(Beginning of INPUT DATA)

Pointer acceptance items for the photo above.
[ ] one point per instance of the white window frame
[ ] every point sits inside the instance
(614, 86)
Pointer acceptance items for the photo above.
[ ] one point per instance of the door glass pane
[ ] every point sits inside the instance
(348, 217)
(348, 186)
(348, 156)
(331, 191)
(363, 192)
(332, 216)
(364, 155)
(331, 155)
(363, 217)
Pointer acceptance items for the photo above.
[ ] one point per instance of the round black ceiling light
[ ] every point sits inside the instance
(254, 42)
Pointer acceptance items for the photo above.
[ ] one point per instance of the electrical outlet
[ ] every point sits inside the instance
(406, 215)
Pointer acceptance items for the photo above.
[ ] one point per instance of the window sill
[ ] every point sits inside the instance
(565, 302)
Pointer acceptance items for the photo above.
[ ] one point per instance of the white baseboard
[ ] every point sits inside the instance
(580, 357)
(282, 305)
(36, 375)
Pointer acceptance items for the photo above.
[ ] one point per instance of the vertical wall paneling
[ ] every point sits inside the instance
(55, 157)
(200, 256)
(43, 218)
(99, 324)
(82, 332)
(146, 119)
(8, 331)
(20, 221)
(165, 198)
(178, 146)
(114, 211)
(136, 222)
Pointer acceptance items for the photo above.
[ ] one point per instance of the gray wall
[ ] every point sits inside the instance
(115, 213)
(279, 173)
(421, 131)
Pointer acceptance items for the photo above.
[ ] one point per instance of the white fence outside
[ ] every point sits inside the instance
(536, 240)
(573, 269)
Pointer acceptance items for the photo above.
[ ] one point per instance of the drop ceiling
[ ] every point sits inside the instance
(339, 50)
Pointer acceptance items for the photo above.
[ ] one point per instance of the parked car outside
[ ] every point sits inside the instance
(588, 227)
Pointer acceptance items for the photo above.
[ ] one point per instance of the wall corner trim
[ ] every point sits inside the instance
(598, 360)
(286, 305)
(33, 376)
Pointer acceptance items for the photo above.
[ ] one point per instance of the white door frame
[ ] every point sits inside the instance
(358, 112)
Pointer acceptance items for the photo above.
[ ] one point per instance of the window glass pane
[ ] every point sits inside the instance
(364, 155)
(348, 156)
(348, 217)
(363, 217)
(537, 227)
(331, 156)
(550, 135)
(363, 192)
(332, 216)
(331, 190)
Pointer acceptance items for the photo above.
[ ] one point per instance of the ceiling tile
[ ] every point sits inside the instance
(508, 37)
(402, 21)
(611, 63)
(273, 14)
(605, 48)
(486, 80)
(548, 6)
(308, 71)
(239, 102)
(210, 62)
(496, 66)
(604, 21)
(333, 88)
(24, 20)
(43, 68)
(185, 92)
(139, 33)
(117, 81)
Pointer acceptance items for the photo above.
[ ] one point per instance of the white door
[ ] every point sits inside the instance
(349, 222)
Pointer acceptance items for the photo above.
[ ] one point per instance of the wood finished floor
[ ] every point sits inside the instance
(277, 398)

(End of INPUT DATA)
(Beginning of INPUT DATA)

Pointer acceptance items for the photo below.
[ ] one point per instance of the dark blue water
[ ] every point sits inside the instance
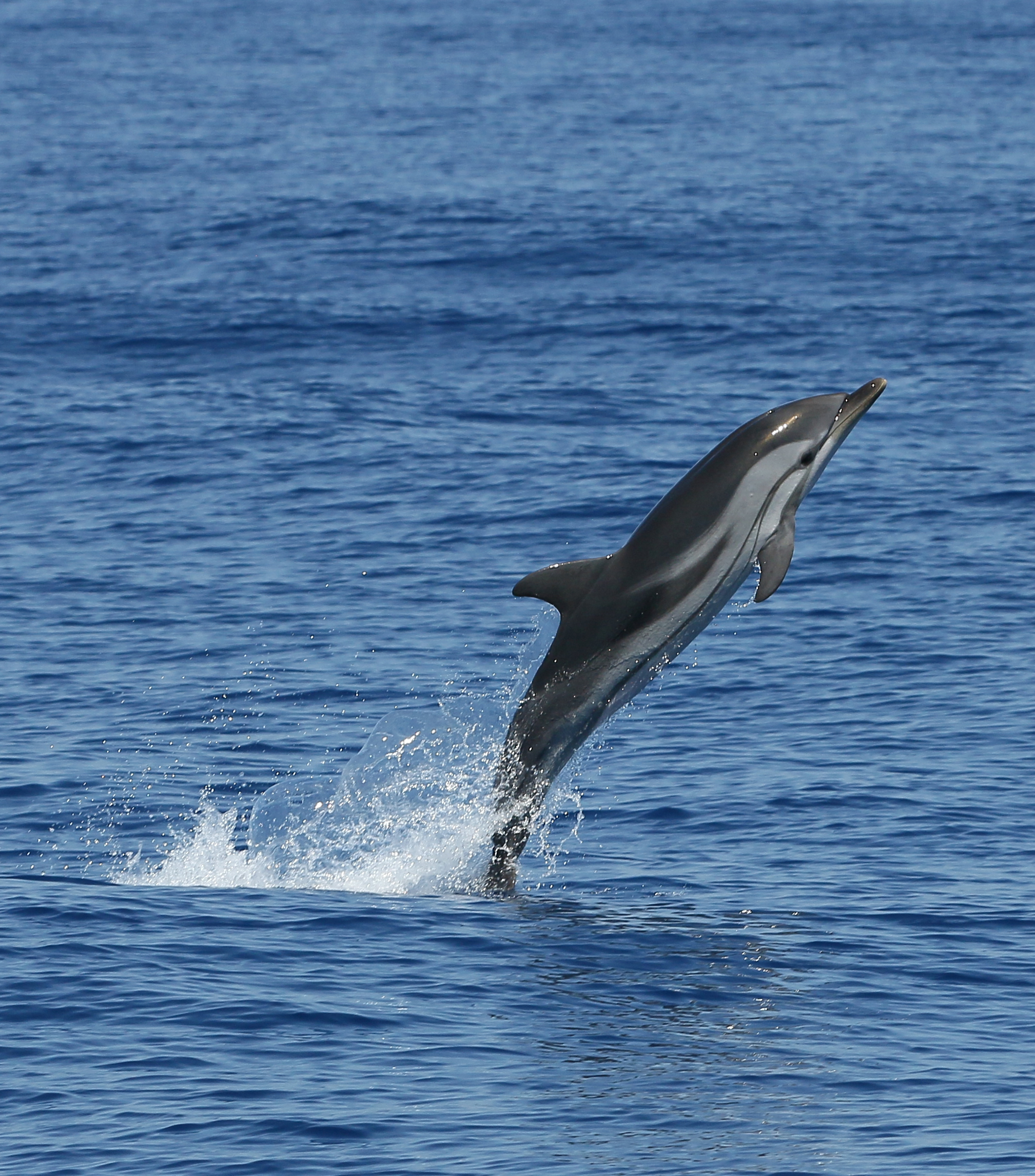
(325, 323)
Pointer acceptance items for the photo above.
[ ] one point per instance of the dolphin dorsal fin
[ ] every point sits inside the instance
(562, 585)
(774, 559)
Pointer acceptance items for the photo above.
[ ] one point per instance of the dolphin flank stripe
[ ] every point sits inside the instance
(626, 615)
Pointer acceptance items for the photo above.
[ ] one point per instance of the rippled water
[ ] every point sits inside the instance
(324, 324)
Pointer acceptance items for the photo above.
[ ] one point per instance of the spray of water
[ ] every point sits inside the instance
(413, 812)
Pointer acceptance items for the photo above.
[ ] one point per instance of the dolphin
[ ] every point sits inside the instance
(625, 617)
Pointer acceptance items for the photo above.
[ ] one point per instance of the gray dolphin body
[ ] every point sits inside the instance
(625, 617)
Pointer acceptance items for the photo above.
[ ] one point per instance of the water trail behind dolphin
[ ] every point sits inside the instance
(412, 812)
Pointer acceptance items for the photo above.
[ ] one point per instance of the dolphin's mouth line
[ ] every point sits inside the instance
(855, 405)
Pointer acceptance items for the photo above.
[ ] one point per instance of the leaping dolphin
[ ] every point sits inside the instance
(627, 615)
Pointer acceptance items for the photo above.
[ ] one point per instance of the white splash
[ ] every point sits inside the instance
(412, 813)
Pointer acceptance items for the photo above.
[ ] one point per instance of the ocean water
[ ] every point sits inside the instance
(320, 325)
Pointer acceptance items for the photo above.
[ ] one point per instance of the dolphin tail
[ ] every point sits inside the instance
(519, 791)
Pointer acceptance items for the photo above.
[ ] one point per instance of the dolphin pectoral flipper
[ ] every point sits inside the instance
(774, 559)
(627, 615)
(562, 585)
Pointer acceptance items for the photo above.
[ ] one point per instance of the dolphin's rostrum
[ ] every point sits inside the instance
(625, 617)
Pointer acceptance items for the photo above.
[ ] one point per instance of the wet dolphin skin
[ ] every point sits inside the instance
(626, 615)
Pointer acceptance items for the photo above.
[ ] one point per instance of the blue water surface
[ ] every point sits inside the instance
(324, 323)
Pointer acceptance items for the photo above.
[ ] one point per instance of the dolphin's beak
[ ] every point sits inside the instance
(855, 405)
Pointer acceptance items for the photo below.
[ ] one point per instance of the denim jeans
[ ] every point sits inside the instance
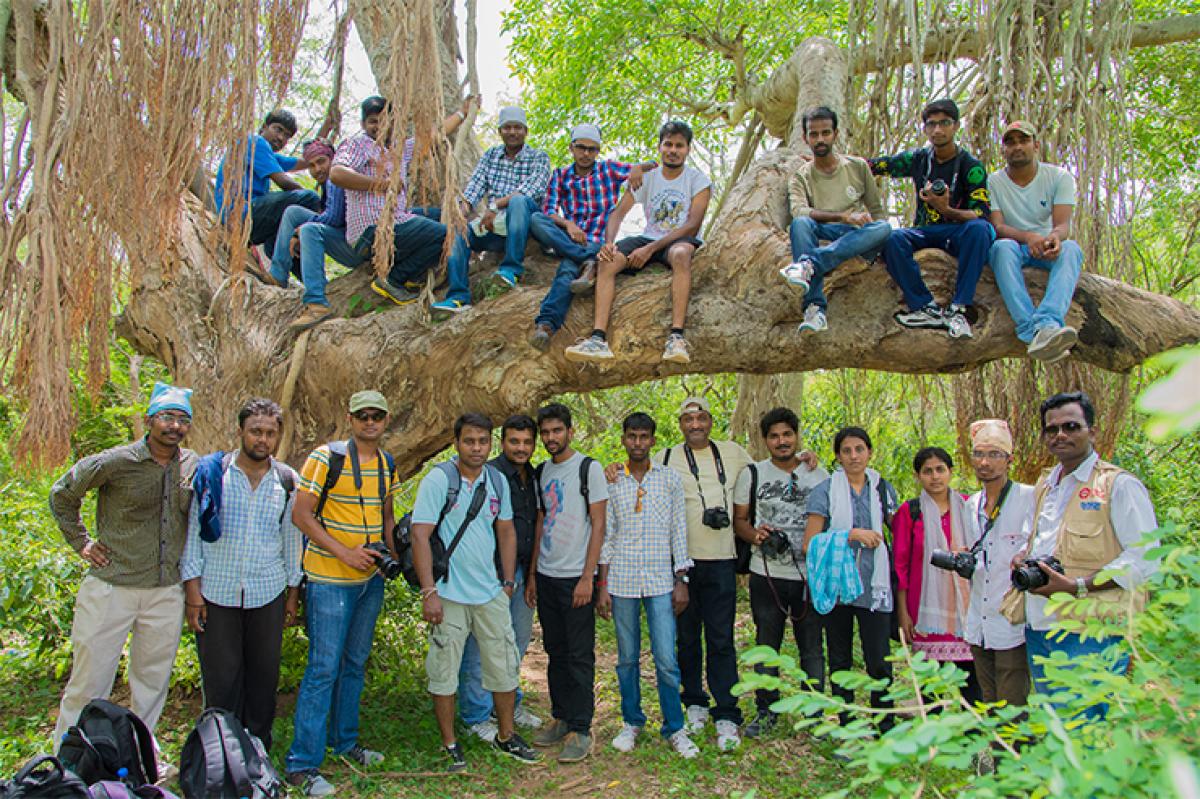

(End of INPUT DATA)
(Beginning of INPUT DATA)

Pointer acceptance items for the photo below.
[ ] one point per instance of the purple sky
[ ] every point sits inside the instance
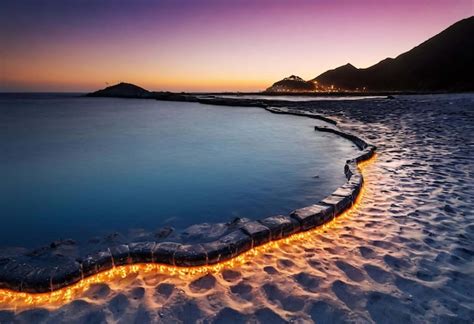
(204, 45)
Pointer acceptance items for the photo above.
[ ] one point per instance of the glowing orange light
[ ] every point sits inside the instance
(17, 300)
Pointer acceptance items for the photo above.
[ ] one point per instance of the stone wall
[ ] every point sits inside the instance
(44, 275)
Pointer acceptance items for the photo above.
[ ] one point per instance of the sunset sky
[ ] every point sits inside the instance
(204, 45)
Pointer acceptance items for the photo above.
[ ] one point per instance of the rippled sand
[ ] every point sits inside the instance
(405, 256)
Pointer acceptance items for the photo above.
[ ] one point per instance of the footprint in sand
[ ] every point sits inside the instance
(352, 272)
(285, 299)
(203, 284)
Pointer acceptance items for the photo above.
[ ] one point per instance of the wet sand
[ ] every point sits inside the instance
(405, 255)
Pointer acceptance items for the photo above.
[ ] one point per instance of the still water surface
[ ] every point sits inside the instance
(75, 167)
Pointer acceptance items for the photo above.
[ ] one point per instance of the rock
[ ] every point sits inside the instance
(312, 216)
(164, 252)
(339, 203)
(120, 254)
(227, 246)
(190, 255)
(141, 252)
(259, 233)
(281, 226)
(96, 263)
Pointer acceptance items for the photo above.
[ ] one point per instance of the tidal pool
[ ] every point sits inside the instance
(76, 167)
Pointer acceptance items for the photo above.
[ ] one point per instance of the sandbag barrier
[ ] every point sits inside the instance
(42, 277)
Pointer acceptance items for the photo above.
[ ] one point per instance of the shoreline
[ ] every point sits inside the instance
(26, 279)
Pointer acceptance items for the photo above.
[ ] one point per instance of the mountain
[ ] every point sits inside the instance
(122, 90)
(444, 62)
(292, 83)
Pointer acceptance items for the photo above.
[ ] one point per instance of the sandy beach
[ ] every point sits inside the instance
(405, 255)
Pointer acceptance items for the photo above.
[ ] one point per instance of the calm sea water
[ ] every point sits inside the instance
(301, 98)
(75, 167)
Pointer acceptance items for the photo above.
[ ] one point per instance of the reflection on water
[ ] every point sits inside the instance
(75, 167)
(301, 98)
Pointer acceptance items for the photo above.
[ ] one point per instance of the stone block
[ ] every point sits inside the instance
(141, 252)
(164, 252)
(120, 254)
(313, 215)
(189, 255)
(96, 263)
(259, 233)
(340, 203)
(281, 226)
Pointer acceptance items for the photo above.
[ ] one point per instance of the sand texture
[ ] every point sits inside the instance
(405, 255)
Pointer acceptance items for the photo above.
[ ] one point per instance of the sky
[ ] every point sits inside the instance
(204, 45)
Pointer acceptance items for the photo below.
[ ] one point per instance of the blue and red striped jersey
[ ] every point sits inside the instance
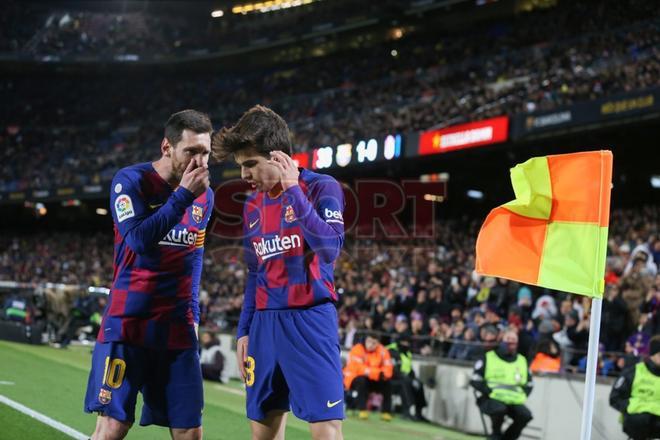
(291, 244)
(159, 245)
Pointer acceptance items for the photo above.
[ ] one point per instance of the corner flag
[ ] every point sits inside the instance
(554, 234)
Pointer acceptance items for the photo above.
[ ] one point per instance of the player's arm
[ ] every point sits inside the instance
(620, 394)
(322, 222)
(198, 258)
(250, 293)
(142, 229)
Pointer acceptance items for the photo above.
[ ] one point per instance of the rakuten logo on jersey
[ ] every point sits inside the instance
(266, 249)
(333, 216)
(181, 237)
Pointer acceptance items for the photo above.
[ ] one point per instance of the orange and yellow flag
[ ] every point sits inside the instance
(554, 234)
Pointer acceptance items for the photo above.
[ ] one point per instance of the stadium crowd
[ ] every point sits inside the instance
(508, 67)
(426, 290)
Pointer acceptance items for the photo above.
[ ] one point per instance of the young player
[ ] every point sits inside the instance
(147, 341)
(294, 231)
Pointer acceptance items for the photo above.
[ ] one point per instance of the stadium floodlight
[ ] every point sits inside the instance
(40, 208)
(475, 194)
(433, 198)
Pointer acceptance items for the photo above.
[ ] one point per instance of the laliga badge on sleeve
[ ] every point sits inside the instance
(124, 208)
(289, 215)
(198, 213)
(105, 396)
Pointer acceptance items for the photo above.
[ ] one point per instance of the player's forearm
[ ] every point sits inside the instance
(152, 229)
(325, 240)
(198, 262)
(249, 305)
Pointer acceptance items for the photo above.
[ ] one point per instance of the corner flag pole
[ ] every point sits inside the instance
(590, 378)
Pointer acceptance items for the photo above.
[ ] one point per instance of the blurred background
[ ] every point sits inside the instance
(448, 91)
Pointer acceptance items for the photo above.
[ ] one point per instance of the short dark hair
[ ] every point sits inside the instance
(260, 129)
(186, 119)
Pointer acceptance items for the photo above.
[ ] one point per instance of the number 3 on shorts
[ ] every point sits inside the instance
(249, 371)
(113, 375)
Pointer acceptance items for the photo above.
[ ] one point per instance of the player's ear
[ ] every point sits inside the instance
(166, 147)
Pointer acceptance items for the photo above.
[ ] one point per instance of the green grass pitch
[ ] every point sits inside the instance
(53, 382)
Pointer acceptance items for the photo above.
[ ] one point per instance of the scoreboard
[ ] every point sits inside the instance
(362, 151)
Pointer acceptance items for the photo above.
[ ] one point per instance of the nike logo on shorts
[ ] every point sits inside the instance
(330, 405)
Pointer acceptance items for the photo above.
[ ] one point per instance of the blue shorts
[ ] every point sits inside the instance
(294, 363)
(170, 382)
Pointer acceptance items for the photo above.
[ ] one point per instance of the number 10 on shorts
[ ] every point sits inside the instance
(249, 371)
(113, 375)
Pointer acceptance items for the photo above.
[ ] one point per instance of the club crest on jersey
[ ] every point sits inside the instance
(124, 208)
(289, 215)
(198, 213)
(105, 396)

(End of INPUT DATA)

- [EXERCISE DESCRIPTION] Copy each line holding "corner" from the material above.

- [WORKED SOLUTION]
[ ] one point per instance of the wall corner trim
[ ] one point per instance of the corner flag
[ ] one point per instance of the corner flag pole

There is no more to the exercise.